***** Entries shown

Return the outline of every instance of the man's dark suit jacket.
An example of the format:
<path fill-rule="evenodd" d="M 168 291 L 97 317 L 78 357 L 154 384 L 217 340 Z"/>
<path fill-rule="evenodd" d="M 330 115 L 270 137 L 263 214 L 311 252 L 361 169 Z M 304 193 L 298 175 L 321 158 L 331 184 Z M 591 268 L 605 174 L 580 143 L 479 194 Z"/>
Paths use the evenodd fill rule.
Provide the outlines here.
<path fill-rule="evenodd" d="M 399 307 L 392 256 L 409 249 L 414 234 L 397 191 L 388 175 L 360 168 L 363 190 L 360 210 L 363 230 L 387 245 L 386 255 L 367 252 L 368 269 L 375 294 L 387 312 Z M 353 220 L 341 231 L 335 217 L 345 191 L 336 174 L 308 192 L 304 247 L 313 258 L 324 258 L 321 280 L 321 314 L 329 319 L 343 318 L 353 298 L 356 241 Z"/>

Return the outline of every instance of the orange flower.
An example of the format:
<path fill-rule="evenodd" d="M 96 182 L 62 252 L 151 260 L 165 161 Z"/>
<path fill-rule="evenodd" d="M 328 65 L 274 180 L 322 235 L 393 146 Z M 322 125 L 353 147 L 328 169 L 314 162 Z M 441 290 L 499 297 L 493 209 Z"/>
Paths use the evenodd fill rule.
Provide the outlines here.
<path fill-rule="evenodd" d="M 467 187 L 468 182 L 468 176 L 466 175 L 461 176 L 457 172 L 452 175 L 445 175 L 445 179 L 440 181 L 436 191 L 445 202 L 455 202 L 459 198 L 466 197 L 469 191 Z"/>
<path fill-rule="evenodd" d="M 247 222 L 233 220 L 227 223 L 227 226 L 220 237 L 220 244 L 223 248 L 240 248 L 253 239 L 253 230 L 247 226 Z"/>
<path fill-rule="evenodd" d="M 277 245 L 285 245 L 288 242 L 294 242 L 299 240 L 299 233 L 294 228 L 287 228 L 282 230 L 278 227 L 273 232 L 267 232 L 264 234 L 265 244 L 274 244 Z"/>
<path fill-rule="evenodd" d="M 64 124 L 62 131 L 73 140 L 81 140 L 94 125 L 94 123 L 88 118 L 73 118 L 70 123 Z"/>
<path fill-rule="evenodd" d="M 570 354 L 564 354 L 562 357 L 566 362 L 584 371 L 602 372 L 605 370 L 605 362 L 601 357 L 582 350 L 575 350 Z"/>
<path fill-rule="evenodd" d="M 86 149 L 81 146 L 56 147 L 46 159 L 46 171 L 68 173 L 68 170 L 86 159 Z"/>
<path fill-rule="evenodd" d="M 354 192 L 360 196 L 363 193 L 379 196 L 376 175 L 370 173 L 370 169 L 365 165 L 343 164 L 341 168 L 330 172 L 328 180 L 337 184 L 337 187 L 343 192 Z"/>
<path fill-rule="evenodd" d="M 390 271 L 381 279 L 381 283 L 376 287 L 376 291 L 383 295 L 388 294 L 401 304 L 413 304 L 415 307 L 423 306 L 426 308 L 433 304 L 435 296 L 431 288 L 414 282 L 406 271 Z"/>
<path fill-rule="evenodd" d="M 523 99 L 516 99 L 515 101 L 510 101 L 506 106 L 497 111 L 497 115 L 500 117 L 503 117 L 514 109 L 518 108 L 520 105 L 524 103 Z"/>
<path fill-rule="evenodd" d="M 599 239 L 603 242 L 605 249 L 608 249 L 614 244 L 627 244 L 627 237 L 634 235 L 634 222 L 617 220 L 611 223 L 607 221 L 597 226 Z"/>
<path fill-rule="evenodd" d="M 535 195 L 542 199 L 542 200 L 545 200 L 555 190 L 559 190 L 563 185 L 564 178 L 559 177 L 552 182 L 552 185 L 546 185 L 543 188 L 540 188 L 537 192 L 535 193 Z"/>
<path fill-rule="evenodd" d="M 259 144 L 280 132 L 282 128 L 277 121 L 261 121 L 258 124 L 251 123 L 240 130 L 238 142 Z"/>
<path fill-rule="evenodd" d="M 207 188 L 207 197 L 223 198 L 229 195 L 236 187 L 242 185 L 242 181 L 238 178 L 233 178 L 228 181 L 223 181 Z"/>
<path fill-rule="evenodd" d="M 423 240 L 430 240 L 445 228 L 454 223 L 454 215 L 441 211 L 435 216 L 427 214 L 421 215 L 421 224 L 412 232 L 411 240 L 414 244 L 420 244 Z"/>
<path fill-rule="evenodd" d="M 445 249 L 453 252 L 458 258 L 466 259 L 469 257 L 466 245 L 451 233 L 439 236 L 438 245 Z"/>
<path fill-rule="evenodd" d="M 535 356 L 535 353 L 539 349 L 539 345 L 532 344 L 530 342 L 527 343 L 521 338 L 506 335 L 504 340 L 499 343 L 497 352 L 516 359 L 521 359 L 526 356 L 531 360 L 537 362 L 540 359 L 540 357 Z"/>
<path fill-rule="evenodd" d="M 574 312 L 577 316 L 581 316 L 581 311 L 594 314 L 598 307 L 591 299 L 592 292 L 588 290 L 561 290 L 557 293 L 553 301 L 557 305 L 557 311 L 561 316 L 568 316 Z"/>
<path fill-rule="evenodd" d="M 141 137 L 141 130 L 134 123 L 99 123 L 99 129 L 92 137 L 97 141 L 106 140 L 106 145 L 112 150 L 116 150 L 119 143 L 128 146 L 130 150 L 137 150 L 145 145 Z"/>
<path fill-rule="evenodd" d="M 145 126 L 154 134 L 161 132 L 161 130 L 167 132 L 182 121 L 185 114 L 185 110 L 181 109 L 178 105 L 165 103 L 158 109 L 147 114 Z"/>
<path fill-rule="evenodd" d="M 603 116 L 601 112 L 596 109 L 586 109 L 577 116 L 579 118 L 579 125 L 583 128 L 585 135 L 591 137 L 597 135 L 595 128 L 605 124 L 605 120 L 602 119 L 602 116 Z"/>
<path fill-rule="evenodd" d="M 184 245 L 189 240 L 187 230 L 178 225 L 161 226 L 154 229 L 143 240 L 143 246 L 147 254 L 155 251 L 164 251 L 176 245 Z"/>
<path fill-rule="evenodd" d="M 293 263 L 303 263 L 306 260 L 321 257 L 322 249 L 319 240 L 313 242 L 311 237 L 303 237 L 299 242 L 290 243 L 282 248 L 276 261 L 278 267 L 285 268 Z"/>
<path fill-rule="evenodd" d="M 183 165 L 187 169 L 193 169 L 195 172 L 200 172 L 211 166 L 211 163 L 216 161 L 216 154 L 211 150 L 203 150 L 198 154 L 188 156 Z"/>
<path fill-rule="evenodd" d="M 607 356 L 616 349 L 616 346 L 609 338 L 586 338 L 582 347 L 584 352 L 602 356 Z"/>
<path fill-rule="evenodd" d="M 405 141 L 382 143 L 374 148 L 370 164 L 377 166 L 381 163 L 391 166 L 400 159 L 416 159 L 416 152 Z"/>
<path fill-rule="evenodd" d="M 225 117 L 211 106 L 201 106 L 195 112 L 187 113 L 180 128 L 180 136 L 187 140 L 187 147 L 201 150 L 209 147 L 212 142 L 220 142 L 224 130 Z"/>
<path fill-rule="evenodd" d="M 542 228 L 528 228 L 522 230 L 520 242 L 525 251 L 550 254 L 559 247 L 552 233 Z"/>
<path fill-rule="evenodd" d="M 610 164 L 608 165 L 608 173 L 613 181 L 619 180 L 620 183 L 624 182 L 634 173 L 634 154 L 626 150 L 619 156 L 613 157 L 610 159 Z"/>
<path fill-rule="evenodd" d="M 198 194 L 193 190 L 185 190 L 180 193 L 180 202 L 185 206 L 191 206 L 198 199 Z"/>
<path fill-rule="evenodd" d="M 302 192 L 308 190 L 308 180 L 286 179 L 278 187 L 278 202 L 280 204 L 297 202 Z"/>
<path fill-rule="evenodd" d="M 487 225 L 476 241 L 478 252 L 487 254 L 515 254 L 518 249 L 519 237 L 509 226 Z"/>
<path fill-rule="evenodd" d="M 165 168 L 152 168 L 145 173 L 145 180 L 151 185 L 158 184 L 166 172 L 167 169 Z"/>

**********

» **Short exercise**:
Lay out everything from the start of the records down to the line containing "399 307 L 392" as a Markdown table with columns headed Number and Text, one row per line and blank lines omitted.

» **Solution for this task**:
| Number | Text |
|---|---|
| 1 | Return the outline of every instance of the man's dark suit jacket. |
| 2 | An example of the format: |
| 3 | <path fill-rule="evenodd" d="M 168 291 L 97 317 L 78 357 L 154 384 L 217 340 Z"/> |
| 4 | <path fill-rule="evenodd" d="M 330 115 L 270 137 L 263 214 L 311 252 L 361 169 Z M 304 193 L 298 175 L 321 158 L 331 184 Z M 591 268 L 605 174 L 580 143 L 479 194 Z"/> |
| 5 | Paths use the evenodd fill rule. |
| 6 | Provide the outlines here. |
| 7 | <path fill-rule="evenodd" d="M 399 307 L 392 256 L 409 249 L 414 234 L 397 191 L 388 175 L 360 168 L 363 190 L 360 210 L 363 230 L 387 245 L 386 255 L 367 252 L 368 269 L 375 294 L 387 312 Z M 353 220 L 341 231 L 335 217 L 345 191 L 336 174 L 308 192 L 304 247 L 313 258 L 324 258 L 321 280 L 321 314 L 329 319 L 343 318 L 353 298 L 356 241 Z"/> |